Start of PROVIDED INFORMATION

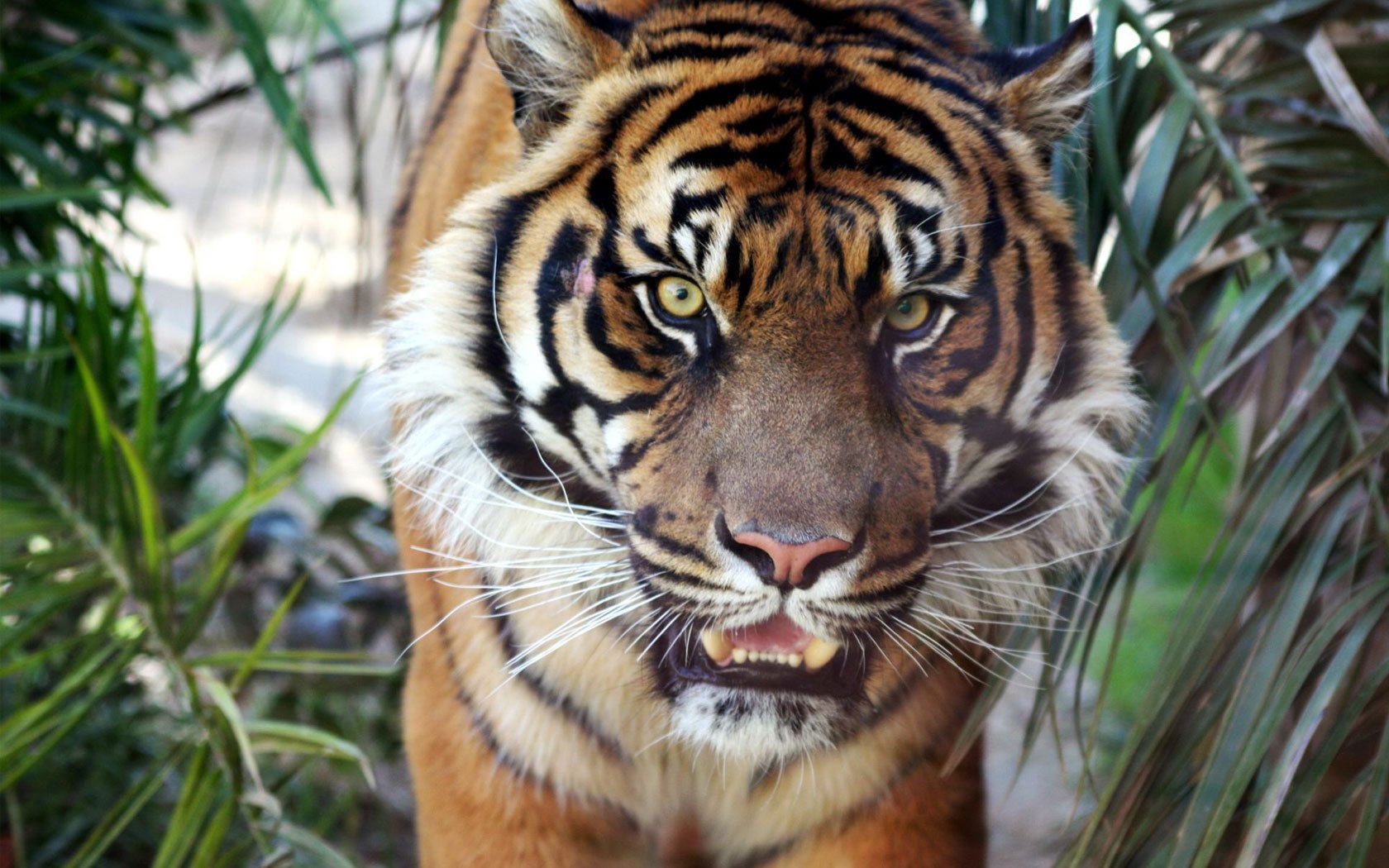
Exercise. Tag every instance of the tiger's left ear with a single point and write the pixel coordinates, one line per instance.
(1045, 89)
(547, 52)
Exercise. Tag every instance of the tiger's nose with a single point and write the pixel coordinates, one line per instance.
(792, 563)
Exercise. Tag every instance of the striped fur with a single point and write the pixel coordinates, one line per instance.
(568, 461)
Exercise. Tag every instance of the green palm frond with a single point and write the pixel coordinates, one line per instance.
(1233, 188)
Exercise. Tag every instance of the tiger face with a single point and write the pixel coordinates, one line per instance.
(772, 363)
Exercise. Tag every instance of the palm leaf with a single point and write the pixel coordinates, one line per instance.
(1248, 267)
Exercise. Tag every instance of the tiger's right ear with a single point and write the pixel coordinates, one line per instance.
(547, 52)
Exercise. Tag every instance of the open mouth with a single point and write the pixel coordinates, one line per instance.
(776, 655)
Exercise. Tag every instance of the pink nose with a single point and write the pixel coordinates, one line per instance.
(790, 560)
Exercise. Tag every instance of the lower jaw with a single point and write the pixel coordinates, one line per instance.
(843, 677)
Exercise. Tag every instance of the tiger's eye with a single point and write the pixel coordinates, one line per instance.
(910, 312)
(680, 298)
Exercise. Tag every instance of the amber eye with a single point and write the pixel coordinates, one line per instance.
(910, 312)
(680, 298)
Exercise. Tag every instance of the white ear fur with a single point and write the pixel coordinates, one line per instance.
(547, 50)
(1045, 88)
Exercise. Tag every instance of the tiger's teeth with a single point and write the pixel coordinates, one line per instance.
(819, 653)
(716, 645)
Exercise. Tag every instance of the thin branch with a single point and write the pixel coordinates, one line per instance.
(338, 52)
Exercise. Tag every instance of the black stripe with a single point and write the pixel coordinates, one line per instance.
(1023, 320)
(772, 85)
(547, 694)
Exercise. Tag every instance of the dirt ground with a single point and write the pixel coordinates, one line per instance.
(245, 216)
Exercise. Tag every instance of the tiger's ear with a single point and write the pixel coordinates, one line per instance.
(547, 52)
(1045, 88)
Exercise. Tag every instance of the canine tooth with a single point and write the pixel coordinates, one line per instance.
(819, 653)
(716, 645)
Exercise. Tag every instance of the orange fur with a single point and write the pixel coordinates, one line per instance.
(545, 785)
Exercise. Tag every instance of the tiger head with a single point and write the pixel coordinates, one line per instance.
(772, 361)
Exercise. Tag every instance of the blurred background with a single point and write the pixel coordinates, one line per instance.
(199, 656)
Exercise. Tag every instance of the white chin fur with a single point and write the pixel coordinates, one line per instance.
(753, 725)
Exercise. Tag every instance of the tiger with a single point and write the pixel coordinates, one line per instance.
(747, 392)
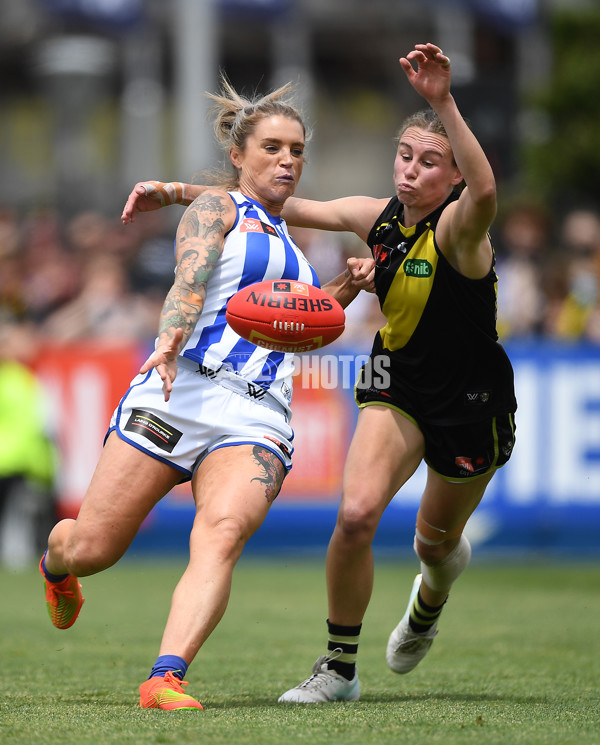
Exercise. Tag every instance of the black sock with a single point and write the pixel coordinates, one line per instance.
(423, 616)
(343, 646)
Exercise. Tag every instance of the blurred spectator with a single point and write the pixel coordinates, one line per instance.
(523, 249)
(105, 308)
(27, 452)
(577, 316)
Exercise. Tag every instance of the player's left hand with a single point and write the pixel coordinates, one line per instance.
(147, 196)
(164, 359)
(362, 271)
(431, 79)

End of PROVIDED INFORMATION

# EXERCISE TASK:
Send back the data above word for word, with the pictures left out.

# RESULT OF THIS TASK:
Exercise. Tag every instance of the tiger's left ear with a single point and write the pixel coordinates, one line per instance.
(1045, 89)
(547, 52)
Exercise. Tag every instance of the tiger's nose with a single point and write the pixel coordinates, one line per instance.
(792, 563)
Exercise. Tag every instance of the striped fur with a single point and write the pixel coordinates, one line per instance.
(568, 461)
Exercise. Tag every instance of the green palm frond with a single point and write the pixel coordinates, one line per instance.
(1233, 188)
Exercise. Tag every instance of the tiger face with a single point and write the pixel coordinates, one line per instance.
(772, 363)
Exercise. Tag every instance of the palm leaf with a single point and write the pixel coordinates, one line per instance.
(1248, 267)
Exercise. Tag every instance of the tiger's right ear with a single point and write the pixel coordinates, one line per instance.
(547, 52)
Exercise. Tag every instance of the open mouth with a single point and write the pixel coordinates, one line per instance.
(776, 655)
Exercise. Tag every instance of the pink nose with a single point and write the pixel coordinates, one line per instance.
(790, 560)
Exercise. Tag every instance of the lower jaw with a single point and write the pixel coordinates, one line per instance.
(843, 677)
Exercise. Tag every instance of the tiger's eye with a single point and write the pixel coordinates, one line per instance.
(910, 312)
(680, 298)
Exercise. Tag every instance of the amber eye with a single point and write the pixel coordinates, one line per instance.
(910, 312)
(680, 298)
Exercise. Tag every instance of the white ear fur with a single point and write the pixel coordinates, one line per instance.
(547, 50)
(1045, 88)
Exercise. Tag every instance of the tiger's teeth with a single point and write the pixel coordinates, one line per instance.
(819, 653)
(716, 645)
Exercise. Tag every instance of the thin branch with a single point and write the pixel coordinates, one line per instance.
(338, 52)
Exercise. Tag every instance of the black stripe with a single point and write the pixel coordinates, one line per instance.
(1023, 320)
(772, 85)
(547, 694)
Exercise. Tag every instance of the dirt ground with a single point and write the pixel coordinates, one line per instance.
(245, 216)
Exercise. Tag every instance of the tiger's ear with a single point and write the pixel coordinates, one line per instance.
(547, 52)
(1045, 88)
Exercise. Tag every instance of the canine tooth with a single point and write the pixel coordinates, one line per instance.
(819, 653)
(716, 645)
Exercise. Tag every instance of the orange fur with a single point and write the pixel coordinates, one line per instance.
(545, 785)
Exercise. Tag every instance of the tiger head with a single point and write the pixel coordinates, one line per instance.
(772, 361)
Exercise. Tag every instance of the blurred background with a single point and write the pixel coordinates, one line per instance.
(199, 656)
Exercise. Tag every instance of the white chin fur with a single point and write the pixel coordinates, one line per instance.
(753, 725)
Exercise. Tag every instance of the tiger with a single point and write the pixel coordinates, one line per instance.
(747, 392)
Exercise. Tag every instance of the black sock with a single point and write the pixel coordinates, one line per instance.
(423, 616)
(343, 646)
Exercise. Tag every instance of the blurred spectator with a single point and write the pixel coordinates, one line per instance.
(523, 249)
(105, 308)
(27, 452)
(577, 316)
Exercise. Tag every instance of the player's left hand with a single point and write the pixel coordinates, one line per instance.
(147, 196)
(164, 359)
(362, 271)
(431, 79)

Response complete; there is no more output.